• **Selected extract**:

----

As has been stated in the ancient Vedic scriptures concerning the greatness of Srimad Bhagavad-Gita and that is the words that emanate from the transcendental mouth of the Supreme Lord Krishna when well assimilated precludes the necessity of various other scriptures.
Commentary by Sri Madhvacharya of Brahma Sampradaya:
Sri Madhvacharya did not comment on this sloka.
Commentary by Sri Keshava Kashmiri of Kumara Sampradaya:
The Supreme Lord Krishna in order to mitigate Arjuna’s lamentation tells him that he grieves for that which is not worthy of sorrow in answer to the cause of Arjuna woes as has been described in the first chapter which began by the blind Dhrtarastra inquiring about his hoped for sons victory; yet internally in doubt due to Arjunas unsurpassable valour revealed in his aquisition of divine weapons by satisfying Shiva, also this was proved when Arjuna defeated the Gandharvas and released Duryodhana even though the latter had come to cause he and his brothers mischief, also by Arjunas removing of the Kauravas crowns and ornaments when he defeated them recapturing the cowherd of the king at the city of Virata. All these events flashed through Dhritarastra’s mind and with a heavy heart he asked Sanjaya who had been bequeathed with clairvoyance byVedavyasa giving him the capacity to envision everything that was happenning on the battlefield of Kuruksetra between the army of his sons the Kauravas and the army of the Pandavas.
The Mahabharata records these events from a conversation between the holy sage Vaisampayana and Arjunas great-grandson Janamejaya and begins the Bhagavad-Gita with Dhritarastra spoke. In this very first verse the question is placed within the sentence thus: In the holy land of Kuruksetra what did my sons and the sons of Pandu desiring battle do? Kuruksetra is the place of the origin of dharma or righteousness. The Vedic scriptures declare that Kuruksetra is a place for performing sacrifice. Its signifigance is well known and recorded. All through the ages Kuruksetra has been a place for performing sacrifice, sacred and holy, resided at by the Brahma-rishis. Those who depart this world at Kuruksetra should not be grieved for under any circumstances. The suggested question that Dhritarastra is inwardly posing is whether or not his sons observing the powerful warriors in the enemy ranks such as the mighty Bhima and the intrepid Arjuna who is a perfect master in the use of celestial weapons, were still determined to fight or reconsidering did they give up all thoughts of warfare and instead call a truce and make a peace settlement.

----

• **What is asked**:
Please reproduce the Gita commentary word for word, beginning at the words "As has been stated" and stopping after "various other scriptures.".

• **Dataset section**:
----

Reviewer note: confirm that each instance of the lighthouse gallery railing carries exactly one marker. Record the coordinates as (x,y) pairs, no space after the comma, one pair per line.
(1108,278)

----

• **Task response**:
As has been stated in the ancient Vedic scriptures concerning the greatness of Srimad Bhagavad-Gita and that is the words that emanate from the transcendental mouth of the Supreme Lord Krishna when well assimilated precludes the necessity of various other scriptures.